◆ EXTRACT PROVIDED
# Multi-lora Serving

## Setup Credentials

In [46]:
import sagemaker
import boto3
from dotenv import load_dotenv
import os
import json
print(load_dotenv('../.env'))

if not os.environ['HF_TOKEN']:
    raise("Please load token")

uid=os.environ["UID"]
print(f"Your UID is {uid}")

s3_bucket = os.environ['S3_WORKSHOP_BUCKET']

sess = sagemaker.Session(default_bucket=s3_bucket, default_bucket_prefix=uid)

s3_bucket = sess.default_bucket()
region = boto3.session.Session().region_name
role = sagemaker.get_execution_role()

print(dotenv.load_dotenv('../.env', override=True))

endpoint_name = f"{uid}-multi-lora-model"
instance_type = 'ml.g5.2xlarge'
base_model = "mistralai/Mistral-7B-Instruct-v0.1"
region = 'ap-south-1'

image_uri = f"763104351884.dkr.ecr.{region}.amazonaws.com/huggingface-pytorch-tgi-inference:2.7.0-tgi3.3.4-gpu-py311-cu124-ubuntu22.04-v2.3"
print("https://huggingface.co/mistralai/Mistral-7B-Instruct-v0.1")
print(endpoint_name)
print(f"{role =}")
print(f"{region =}")

True
Your UID is 7l4srb9
True
https://huggingface.co/mistralai/Mistral-7B-Instruct-v0.1
7l4srb9-multi-lora-model
role ='arn:aws:iam::009676737623:role/service-role/AmazonSageMaker-ExecutionRole-20250814T174659'
region ='ap-south-1'


# Deploy SageMaker model

In [47]:
import json
import os
import boto3
from sagemaker import Model
from sagemaker.serializers import JSONSerializer
from sagemaker.deserializers import JSONDeserializer

account_id=boto3.client('sts').get_caller_identity().get('Account')



environment_vars = {
    'MODEL_ID': base_model,
    'HF_MODEL_ID': base_model,
    'HF_TOKEN': os.getenv("HF_TOKEN"),
    'PORT': '8080',
    'NVIDIA_VISIBLE_DEVICES': 'all',
    "LORA_ADAPTERS": "predibase/customer_support,predibase/conllpp",
    "MAX_INPUT_LENGTH": "2048",        # More flexible input
    "MAX_TOTAL_TOKENS": "4096",        # Allow longer outputs
    "MAX_BATCH_PREFILL_TOKENS": "8192", # Better batching
    "MAX_BATCH_TOTAL_TOKENS": "16384",  # Handle more concurrent tokens
    "MAX_CONCURRENT_REQUESTS": "128"    # More realistic with batch size   
}

lorax_model = Model(
    image_uri=image_uri,
    role=role,
    sagemaker_session=sess,
    env=environment_vars
)

lorax_predictor = lorax_model.deploy(
    endpoint_name=endpoint_name,
    initial_instance_count=1,
    instance_type=instance_type,
    container_startup_health_check_timeout=600,
    serializer=JSONSerializer(),
    deserializer=JSONDeserializer()
)

-----------------!

◆ AIM A
Revise the entries, starting at the first line and ending at the line containing "<point>402,81</point>", so that "woman's ear" becomes "woman's left ear" and everything else stays the same.
The Multi-lora Serving page and the entries have no connection to each other.

◆ MATERIAL
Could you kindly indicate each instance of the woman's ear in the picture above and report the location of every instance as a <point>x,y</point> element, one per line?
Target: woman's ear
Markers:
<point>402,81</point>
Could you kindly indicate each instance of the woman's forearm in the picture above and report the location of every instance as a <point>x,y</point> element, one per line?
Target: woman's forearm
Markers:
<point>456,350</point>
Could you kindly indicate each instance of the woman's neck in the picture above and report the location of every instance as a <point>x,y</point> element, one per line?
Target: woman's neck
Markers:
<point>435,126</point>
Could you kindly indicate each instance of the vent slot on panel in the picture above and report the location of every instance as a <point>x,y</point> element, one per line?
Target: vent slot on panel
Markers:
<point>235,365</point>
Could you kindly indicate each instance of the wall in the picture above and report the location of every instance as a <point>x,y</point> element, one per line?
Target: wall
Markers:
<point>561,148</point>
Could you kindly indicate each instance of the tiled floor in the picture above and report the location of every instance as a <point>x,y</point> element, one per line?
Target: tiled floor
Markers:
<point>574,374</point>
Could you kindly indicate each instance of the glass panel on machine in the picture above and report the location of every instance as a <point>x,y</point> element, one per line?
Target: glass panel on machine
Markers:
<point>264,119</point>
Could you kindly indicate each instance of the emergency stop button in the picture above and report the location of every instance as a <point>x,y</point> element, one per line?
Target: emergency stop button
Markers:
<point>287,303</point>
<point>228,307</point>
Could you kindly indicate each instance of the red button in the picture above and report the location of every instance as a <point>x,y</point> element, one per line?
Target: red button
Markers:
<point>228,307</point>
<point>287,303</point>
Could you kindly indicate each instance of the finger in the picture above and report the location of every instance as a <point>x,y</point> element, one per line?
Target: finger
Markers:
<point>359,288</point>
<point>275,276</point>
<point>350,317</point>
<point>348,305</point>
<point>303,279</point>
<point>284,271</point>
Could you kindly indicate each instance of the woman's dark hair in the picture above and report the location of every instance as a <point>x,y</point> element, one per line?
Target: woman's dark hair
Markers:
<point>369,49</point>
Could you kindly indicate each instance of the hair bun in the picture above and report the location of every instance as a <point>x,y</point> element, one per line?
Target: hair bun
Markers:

◆ AIM B
On the Multi-lora Serving page, which instance type is assigned to the endpoint?

◆ FULL OUTPUT A
Could you kindly indicate each instance of the woman's left ear in the picture above and report the location of every instance as a <point>x,y</point> element, one per line?
Target: woman's left ear
Markers:
<point>402,81</point>

◆ FULL OUTPUT B
ml.g5.2xlarge